* DIRECTIONS FOR THIS TASK
Reproduce the passage about the wet ground and wildlife trails on the property word for word, in full.

* GIVEN TEXT
++++++
For one, there's a lot of water down there. The cattle dugout behind my fence trickles down into the aspen woods, and at the far end of those woods by the highway there's one of these ephemeral ponds. I had to look closely to make sure it wasn't a beaver pond, but of course there's not enough of a stream for it to be beaver. When the glaciers scraped over this land not too long ago, and when the big glacial lake was settling into the Prince George and Stuart Lake areas, a lot of clay-bottomed wetlands were formed. These are basically impermeable shallow basins that fill up with overland flow water, and then dry out by the end of the year if there's no reliable inflow.

There are also a lot of trails. They're obviously animal trails; it's unclear to me how much of the paths through grass, wildflowers, young trees, and larger forest are Solly, how much are large animals, and how much are made by smaller ones. That said, I saw droppings from the young moose, deer droppings, and at the southwest corner of the property many poops from a very large bear. I also mostly didn't have to duck for the paths through smaller trees. So it looks like my wildlife area is doing what it's supposed to and providing habitat, kind of as a tithe for using the rest of the land.

I think they also recently did some culvert work under the highway down there. My highwayside ditch is significantly wetter than I ever remember. We're still in a low-level drought, and the last couple years have been heavy drought, and it really matters seasonally what time I go there as to whether there's water. But still. Lotta water.

I didn't see clear signs of smaller predators like foxes, coyotes, or lynx but I also wasn't really looking. I know foxes hang out at my neighbours. I also see them on the highway or in parking lots every once in awhile.
++++++
* DATASET CONTENT
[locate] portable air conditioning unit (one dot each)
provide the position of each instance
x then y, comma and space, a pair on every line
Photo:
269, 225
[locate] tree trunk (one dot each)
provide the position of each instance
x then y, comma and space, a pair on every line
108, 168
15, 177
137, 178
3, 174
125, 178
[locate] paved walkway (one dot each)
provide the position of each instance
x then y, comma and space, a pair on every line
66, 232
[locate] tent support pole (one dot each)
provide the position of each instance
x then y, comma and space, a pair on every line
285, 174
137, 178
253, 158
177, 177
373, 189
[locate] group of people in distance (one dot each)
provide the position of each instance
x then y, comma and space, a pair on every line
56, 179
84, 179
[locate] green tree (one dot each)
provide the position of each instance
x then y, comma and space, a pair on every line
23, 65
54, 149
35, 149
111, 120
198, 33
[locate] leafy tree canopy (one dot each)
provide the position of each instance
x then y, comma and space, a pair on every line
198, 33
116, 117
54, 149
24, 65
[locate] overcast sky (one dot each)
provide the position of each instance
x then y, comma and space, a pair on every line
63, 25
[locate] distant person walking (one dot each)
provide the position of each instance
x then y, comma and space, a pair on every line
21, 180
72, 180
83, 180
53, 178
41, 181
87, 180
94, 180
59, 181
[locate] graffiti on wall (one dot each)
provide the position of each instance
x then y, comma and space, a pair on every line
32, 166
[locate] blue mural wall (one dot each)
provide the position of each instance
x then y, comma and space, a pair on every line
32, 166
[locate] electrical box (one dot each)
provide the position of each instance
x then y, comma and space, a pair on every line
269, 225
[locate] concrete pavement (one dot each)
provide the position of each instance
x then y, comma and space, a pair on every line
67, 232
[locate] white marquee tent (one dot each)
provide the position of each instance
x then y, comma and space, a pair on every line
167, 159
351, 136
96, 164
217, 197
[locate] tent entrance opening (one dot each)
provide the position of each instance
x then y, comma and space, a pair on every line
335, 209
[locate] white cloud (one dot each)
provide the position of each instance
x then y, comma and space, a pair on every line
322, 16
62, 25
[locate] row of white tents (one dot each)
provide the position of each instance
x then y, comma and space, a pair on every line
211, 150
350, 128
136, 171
++++++
* RESPONSE TO THIS TASK
For one, there's a lot of water down there. The cattle dugout behind my fence trickles down into the aspen woods, and at the far end of those woods by the highway there's one of these ephemeral ponds. I had to look closely to make sure it wasn't a beaver pond, but of course there's not enough of a stream for it to be beaver. When the glaciers scraped over this land not too long ago, and when the big glacial lake was settling into the Prince George and Stuart Lake areas, a lot of clay-bottomed wetlands were formed. These are basically impermeable shallow basins that fill up with overland flow water, and then dry out by the end of the year if there's no reliable inflow.

There are also a lot of trails. They're obviously animal trails; it's unclear to me how much of the paths through grass, wildflowers, young trees, and larger forest are Solly, how much are large animals, and how much are made by smaller ones. That said, I saw droppings from the young moose, deer droppings, and at the southwest corner of the property many poops from a very large bear. I also mostly didn't have to duck for the paths through smaller trees. So it looks like my wildlife area is doing what it's supposed to and providing habitat, kind of as a tithe for using the rest of the land.

I think they also recently did some culvert work under the highway down there. My highwayside ditch is significantly wetter than I ever remember. We're still in a low-level drought, and the last couple years have been heavy drought, and it really matters seasonally what time I go there as to whether there's water. But still. Lotta water.

I didn't see clear signs of smaller predators like foxes, coyotes, or lynx but I also wasn't really looking. I know foxes hang out at my neighbours. I also see them on the highway or in parking lots every once in awhile.